*Extract to read*
------------------------------------------------------------
Adam’s mother would’ve had an in the moment soul and not been a true human, but still sharing biological similarities. And Adam would’ve had an immortal soul from his conception and been a true human.
Physically there’s not a lot of difference between us and those last few door stops, but spiritually we are wholly distinct from our predecessors.
That makes sense if nature created us or if it were the process by which we were created by God.
We appear to share the belief that we are made up of matter/dust, which is “organized” by our spirit, the same as everything else on earth, which exists as a different type of being. In Genesis God forms Adam’s body and breathes in His Spirit. I would agree that He could have done so through billions of years, shaping nature, creating and building on the environment in successive “days”. However, there is a subtle but important difference between our two views. From my perspective, the reality is the person, whose body is not something that is filled with a spirit, but is rather one with the body and created as such. God being God, and not nature itself, it would be far “easier” to simply bring Adam into existence, as we will in the final resurrection, without the trouble of growing him in an animal womb and having a pack of hominids take care of him as he grows. It isn’t necessary.
------------------------------------------------------------
*Tasks to carry out*
- a) In the passage on Adam and the soul, what does God do in Genesis?
- b) Repeat everything in the passage on Adam and the soul from "We appear to" down to "It isn’t necessary.".
- c) Pick up the passage on Adam and the soul after its final sentence and write what comes next.
------------------------------------------------------------
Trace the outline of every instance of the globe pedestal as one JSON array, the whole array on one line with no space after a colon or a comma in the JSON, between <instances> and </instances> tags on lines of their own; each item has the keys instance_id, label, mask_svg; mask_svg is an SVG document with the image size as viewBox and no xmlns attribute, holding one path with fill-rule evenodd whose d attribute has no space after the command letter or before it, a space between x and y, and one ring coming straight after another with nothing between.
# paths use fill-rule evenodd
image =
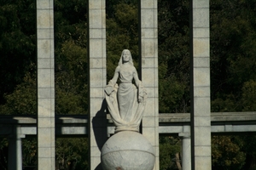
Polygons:
<instances>
[{"instance_id":1,"label":"globe pedestal","mask_svg":"<svg viewBox=\"0 0 256 170\"><path fill-rule=\"evenodd\" d=\"M113 135L102 149L104 170L152 170L154 151L141 133L121 131Z\"/></svg>"}]
</instances>

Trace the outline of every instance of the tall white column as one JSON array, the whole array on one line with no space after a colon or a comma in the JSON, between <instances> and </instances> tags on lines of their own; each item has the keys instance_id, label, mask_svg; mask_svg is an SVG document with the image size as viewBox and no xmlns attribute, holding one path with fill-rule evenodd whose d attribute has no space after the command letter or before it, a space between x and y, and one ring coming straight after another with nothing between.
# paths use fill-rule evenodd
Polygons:
<instances>
[{"instance_id":1,"label":"tall white column","mask_svg":"<svg viewBox=\"0 0 256 170\"><path fill-rule=\"evenodd\" d=\"M37 0L38 169L55 168L53 0Z\"/></svg>"},{"instance_id":2,"label":"tall white column","mask_svg":"<svg viewBox=\"0 0 256 170\"><path fill-rule=\"evenodd\" d=\"M101 149L107 140L105 0L89 0L90 169L101 169Z\"/></svg>"},{"instance_id":3,"label":"tall white column","mask_svg":"<svg viewBox=\"0 0 256 170\"><path fill-rule=\"evenodd\" d=\"M21 134L19 126L13 126L13 133L9 137L8 169L22 170Z\"/></svg>"},{"instance_id":4,"label":"tall white column","mask_svg":"<svg viewBox=\"0 0 256 170\"><path fill-rule=\"evenodd\" d=\"M182 138L182 169L191 170L190 126L183 125L183 133L178 136Z\"/></svg>"},{"instance_id":5,"label":"tall white column","mask_svg":"<svg viewBox=\"0 0 256 170\"><path fill-rule=\"evenodd\" d=\"M210 170L209 0L190 1L192 169Z\"/></svg>"},{"instance_id":6,"label":"tall white column","mask_svg":"<svg viewBox=\"0 0 256 170\"><path fill-rule=\"evenodd\" d=\"M142 82L148 92L143 118L143 134L155 150L154 170L159 169L158 33L157 0L140 1Z\"/></svg>"}]
</instances>

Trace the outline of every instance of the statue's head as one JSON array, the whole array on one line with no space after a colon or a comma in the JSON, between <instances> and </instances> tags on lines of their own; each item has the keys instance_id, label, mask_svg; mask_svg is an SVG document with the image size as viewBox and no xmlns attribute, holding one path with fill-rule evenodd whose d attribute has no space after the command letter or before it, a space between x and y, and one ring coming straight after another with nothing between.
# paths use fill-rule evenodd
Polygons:
<instances>
[{"instance_id":1,"label":"statue's head","mask_svg":"<svg viewBox=\"0 0 256 170\"><path fill-rule=\"evenodd\" d=\"M130 65L133 65L132 57L129 49L124 49L122 51L119 65L123 65L125 62L129 62Z\"/></svg>"}]
</instances>

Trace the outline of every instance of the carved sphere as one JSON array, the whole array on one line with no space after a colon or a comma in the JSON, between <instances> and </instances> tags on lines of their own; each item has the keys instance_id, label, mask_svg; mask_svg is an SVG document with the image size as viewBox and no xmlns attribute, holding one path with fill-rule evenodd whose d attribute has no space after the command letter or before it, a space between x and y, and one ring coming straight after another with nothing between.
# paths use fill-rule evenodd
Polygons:
<instances>
[{"instance_id":1,"label":"carved sphere","mask_svg":"<svg viewBox=\"0 0 256 170\"><path fill-rule=\"evenodd\" d=\"M102 149L104 170L152 170L154 151L141 133L121 131L110 137Z\"/></svg>"}]
</instances>

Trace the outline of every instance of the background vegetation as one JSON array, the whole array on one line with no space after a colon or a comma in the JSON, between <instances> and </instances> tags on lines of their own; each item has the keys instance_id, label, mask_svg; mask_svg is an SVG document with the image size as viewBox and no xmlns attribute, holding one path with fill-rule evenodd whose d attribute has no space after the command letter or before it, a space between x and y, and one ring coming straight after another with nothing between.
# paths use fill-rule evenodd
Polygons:
<instances>
[{"instance_id":1,"label":"background vegetation","mask_svg":"<svg viewBox=\"0 0 256 170\"><path fill-rule=\"evenodd\" d=\"M87 114L87 2L55 0L55 113ZM189 112L189 0L159 0L160 113ZM211 0L212 111L256 110L256 1ZM137 0L107 1L108 80L123 48L137 66ZM0 114L35 115L35 1L0 2ZM168 89L168 90L166 90ZM160 139L160 169L178 169L180 139ZM212 169L256 169L254 135L212 136ZM23 140L35 166L36 139ZM86 139L57 139L60 169L87 169ZM0 169L8 140L0 139Z\"/></svg>"}]
</instances>

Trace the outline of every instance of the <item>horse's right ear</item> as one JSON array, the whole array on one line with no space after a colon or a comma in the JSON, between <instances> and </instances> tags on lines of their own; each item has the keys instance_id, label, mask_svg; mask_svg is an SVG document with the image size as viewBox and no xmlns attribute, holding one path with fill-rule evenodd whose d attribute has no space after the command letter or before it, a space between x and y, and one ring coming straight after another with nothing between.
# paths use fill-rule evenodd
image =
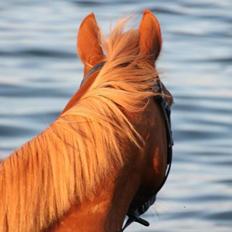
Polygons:
<instances>
[{"instance_id":1,"label":"horse's right ear","mask_svg":"<svg viewBox=\"0 0 232 232\"><path fill-rule=\"evenodd\" d=\"M140 53L149 57L152 63L158 58L162 37L158 19L151 11L145 10L139 26Z\"/></svg>"},{"instance_id":2,"label":"horse's right ear","mask_svg":"<svg viewBox=\"0 0 232 232\"><path fill-rule=\"evenodd\" d=\"M77 53L85 66L89 68L104 58L100 30L93 13L86 16L80 25L77 36Z\"/></svg>"}]
</instances>

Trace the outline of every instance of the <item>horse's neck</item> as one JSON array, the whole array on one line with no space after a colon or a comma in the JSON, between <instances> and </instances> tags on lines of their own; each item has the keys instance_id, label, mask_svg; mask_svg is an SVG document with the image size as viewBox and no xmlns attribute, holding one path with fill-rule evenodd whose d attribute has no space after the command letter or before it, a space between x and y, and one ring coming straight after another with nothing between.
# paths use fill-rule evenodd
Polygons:
<instances>
[{"instance_id":1,"label":"horse's neck","mask_svg":"<svg viewBox=\"0 0 232 232\"><path fill-rule=\"evenodd\" d=\"M119 232L129 204L138 189L138 173L139 170L131 168L122 171L117 181L104 183L93 200L73 206L47 231Z\"/></svg>"}]
</instances>

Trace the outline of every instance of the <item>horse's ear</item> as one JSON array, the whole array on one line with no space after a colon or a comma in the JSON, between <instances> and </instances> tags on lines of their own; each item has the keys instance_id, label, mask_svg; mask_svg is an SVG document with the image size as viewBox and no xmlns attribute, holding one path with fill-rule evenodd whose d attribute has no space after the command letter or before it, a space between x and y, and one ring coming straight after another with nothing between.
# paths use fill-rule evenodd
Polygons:
<instances>
[{"instance_id":1,"label":"horse's ear","mask_svg":"<svg viewBox=\"0 0 232 232\"><path fill-rule=\"evenodd\" d=\"M162 37L158 19L151 11L145 10L139 26L140 52L154 62L161 51Z\"/></svg>"},{"instance_id":2,"label":"horse's ear","mask_svg":"<svg viewBox=\"0 0 232 232\"><path fill-rule=\"evenodd\" d=\"M85 17L77 36L77 53L86 66L94 66L103 58L100 30L93 13Z\"/></svg>"}]
</instances>

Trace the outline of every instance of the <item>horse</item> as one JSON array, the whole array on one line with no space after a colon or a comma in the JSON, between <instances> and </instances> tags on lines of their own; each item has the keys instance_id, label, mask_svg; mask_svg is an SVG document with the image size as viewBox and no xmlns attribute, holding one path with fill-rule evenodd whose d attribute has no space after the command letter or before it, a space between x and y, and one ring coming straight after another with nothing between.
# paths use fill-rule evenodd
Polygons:
<instances>
[{"instance_id":1,"label":"horse","mask_svg":"<svg viewBox=\"0 0 232 232\"><path fill-rule=\"evenodd\" d=\"M51 125L0 164L0 232L119 232L154 203L170 170L169 108L156 61L158 19L121 20L103 37L93 13L77 52L84 79Z\"/></svg>"}]
</instances>

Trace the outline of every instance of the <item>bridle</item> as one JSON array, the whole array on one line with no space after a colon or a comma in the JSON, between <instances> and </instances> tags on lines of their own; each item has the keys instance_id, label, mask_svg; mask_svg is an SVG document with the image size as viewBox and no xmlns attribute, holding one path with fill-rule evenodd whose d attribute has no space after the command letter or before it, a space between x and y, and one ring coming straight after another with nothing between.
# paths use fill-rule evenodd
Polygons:
<instances>
[{"instance_id":1,"label":"bridle","mask_svg":"<svg viewBox=\"0 0 232 232\"><path fill-rule=\"evenodd\" d=\"M81 85L84 84L84 82L92 76L95 72L99 72L100 69L104 66L105 61L96 64L93 66L84 76ZM127 212L127 221L122 227L122 229L119 232L123 232L131 223L137 222L144 226L149 226L149 222L141 218L140 216L144 214L151 205L153 205L156 201L156 195L160 191L160 189L165 184L169 172L171 170L171 164L172 164L172 147L173 147L173 136L172 136L172 129L171 129L171 108L168 104L168 102L165 99L165 93L164 93L165 86L160 81L160 79L157 80L155 85L153 86L153 91L155 93L159 93L158 95L154 96L154 101L156 101L161 109L161 112L163 114L164 120L165 120L165 127L166 127L166 134L167 134L167 169L165 173L165 177L160 184L159 188L154 190L149 194L148 200L146 200L143 204L139 206L130 206L129 210Z\"/></svg>"}]
</instances>

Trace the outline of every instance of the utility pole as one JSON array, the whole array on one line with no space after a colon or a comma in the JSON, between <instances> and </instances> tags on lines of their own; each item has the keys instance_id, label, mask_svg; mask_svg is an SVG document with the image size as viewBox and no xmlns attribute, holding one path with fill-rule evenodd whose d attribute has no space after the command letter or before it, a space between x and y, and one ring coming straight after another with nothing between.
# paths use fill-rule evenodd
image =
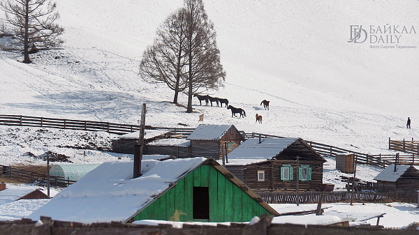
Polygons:
<instances>
[{"instance_id":1,"label":"utility pole","mask_svg":"<svg viewBox=\"0 0 419 235\"><path fill-rule=\"evenodd\" d=\"M50 154L47 154L47 195L50 197Z\"/></svg>"},{"instance_id":2,"label":"utility pole","mask_svg":"<svg viewBox=\"0 0 419 235\"><path fill-rule=\"evenodd\" d=\"M145 103L142 104L141 109L141 121L140 123L140 136L136 145L134 145L134 172L133 178L141 176L141 160L144 151L144 134L145 132Z\"/></svg>"},{"instance_id":3,"label":"utility pole","mask_svg":"<svg viewBox=\"0 0 419 235\"><path fill-rule=\"evenodd\" d=\"M298 156L297 156L297 206L300 206L300 165L298 165Z\"/></svg>"}]
</instances>

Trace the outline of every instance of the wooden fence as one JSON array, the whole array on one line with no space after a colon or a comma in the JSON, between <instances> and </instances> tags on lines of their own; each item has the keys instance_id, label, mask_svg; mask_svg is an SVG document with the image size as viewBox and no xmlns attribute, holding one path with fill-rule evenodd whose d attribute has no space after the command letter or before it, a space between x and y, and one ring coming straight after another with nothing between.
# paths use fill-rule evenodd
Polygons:
<instances>
[{"instance_id":1,"label":"wooden fence","mask_svg":"<svg viewBox=\"0 0 419 235\"><path fill-rule=\"evenodd\" d=\"M281 204L297 203L296 192L270 192L255 190L262 199L267 203ZM322 192L300 192L299 202L301 204L317 203ZM325 203L348 202L351 199L354 202L402 202L418 203L418 192L415 191L395 191L390 192L376 192L371 191L325 192L323 202Z\"/></svg>"},{"instance_id":2,"label":"wooden fence","mask_svg":"<svg viewBox=\"0 0 419 235\"><path fill-rule=\"evenodd\" d=\"M246 138L257 138L259 137L262 138L284 138L284 137L277 135L255 132L245 134L244 136ZM394 165L395 162L401 165L419 165L419 158L417 153L411 155L400 155L399 153L395 153L393 155L371 155L335 147L331 145L317 143L312 141L306 140L306 142L321 155L336 157L336 155L337 154L354 153L356 162L374 165L381 168L385 168L388 165Z\"/></svg>"},{"instance_id":3,"label":"wooden fence","mask_svg":"<svg viewBox=\"0 0 419 235\"><path fill-rule=\"evenodd\" d=\"M123 135L140 130L139 125L112 123L101 121L74 119L52 119L22 115L0 115L0 125L36 126L70 130L105 131L112 134ZM193 128L157 128L149 126L146 129L168 130L174 133L189 135Z\"/></svg>"},{"instance_id":4,"label":"wooden fence","mask_svg":"<svg viewBox=\"0 0 419 235\"><path fill-rule=\"evenodd\" d=\"M412 140L392 140L389 137L388 149L419 156L419 141L414 141L413 138Z\"/></svg>"},{"instance_id":5,"label":"wooden fence","mask_svg":"<svg viewBox=\"0 0 419 235\"><path fill-rule=\"evenodd\" d=\"M1 169L0 176L3 177L31 183L38 181L40 183L46 183L47 181L48 176L45 174L39 174L3 165L0 165L0 168ZM75 181L71 181L64 177L50 176L50 183L54 186L66 187L75 182Z\"/></svg>"}]
</instances>

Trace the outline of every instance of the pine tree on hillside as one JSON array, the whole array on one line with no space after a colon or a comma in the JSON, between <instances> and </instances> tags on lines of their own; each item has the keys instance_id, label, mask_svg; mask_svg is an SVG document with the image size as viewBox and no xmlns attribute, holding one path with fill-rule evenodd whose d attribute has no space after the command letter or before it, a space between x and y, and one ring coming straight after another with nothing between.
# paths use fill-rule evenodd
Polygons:
<instances>
[{"instance_id":1,"label":"pine tree on hillside","mask_svg":"<svg viewBox=\"0 0 419 235\"><path fill-rule=\"evenodd\" d=\"M186 93L186 112L192 112L193 93L218 89L226 73L202 0L185 0L185 5L157 31L154 43L143 54L140 75L147 82L168 84L175 91L175 103L179 92Z\"/></svg>"},{"instance_id":2,"label":"pine tree on hillside","mask_svg":"<svg viewBox=\"0 0 419 235\"><path fill-rule=\"evenodd\" d=\"M226 79L220 62L214 24L208 20L202 0L185 0L188 53L188 107L192 112L192 96L200 89L216 90Z\"/></svg>"},{"instance_id":3,"label":"pine tree on hillside","mask_svg":"<svg viewBox=\"0 0 419 235\"><path fill-rule=\"evenodd\" d=\"M55 24L59 15L56 4L47 0L3 0L0 9L6 13L6 20L11 25L7 33L23 42L24 63L31 63L29 53L40 49L56 47L63 43L58 38L64 29ZM31 51L29 51L31 48Z\"/></svg>"},{"instance_id":4,"label":"pine tree on hillside","mask_svg":"<svg viewBox=\"0 0 419 235\"><path fill-rule=\"evenodd\" d=\"M173 103L186 88L184 68L186 12L181 8L171 15L157 30L154 43L147 47L140 64L140 75L150 83L166 84L175 91Z\"/></svg>"}]
</instances>

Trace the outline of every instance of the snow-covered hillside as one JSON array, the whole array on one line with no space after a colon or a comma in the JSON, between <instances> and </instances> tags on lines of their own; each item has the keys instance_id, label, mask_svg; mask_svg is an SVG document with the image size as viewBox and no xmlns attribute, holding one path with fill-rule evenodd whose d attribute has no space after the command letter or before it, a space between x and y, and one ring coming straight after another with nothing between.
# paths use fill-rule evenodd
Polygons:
------------------------------------------------------------
*List of answers*
- a) In Genesis, God forms Adam's body and breathes in His Spirit.

- b)
We appear to share the belief that we are made up of matter/dust, which is “organized” by our spirit, the same as everything else on earth, which exists as a different type of being. In Genesis God forms Adam’s body and breathes in His Spirit. I would agree that He could have done so through billions of years, shaping nature, creating and building on the environment in successive “days”. However, there is a subtle but important difference between our two views. From my perspective, the reality is the person, whose body is not something that is filled with a spirit, but is rather one with the body and created as such. God being God, and not nature itself, it would be far “easier” to simply bring Adam into existence, as we will in the final resurrection, without the trouble of growing him in an animal womb and having a pack of hominids take care of him as he grows. It isn’t necessary.

- c)
The reason why there would be hominids in the fossil record is because God as “designer” (I don’t actually like this way to describe Him - He is Father, Son and Holy Spirit - Divine Love) had to get the information as to what works on earth, and Eden was on earth. Matter can be understood as information that feeds the self-other relationship that applies to the existential nature of everything, from the smallest to the biggest things, which exist as themselves and/or part of something larger, in the universe, to the angels and ultimately God. He brought that knowledge together in the formation of the first human being, who then was made two, to be reunited as one in Love.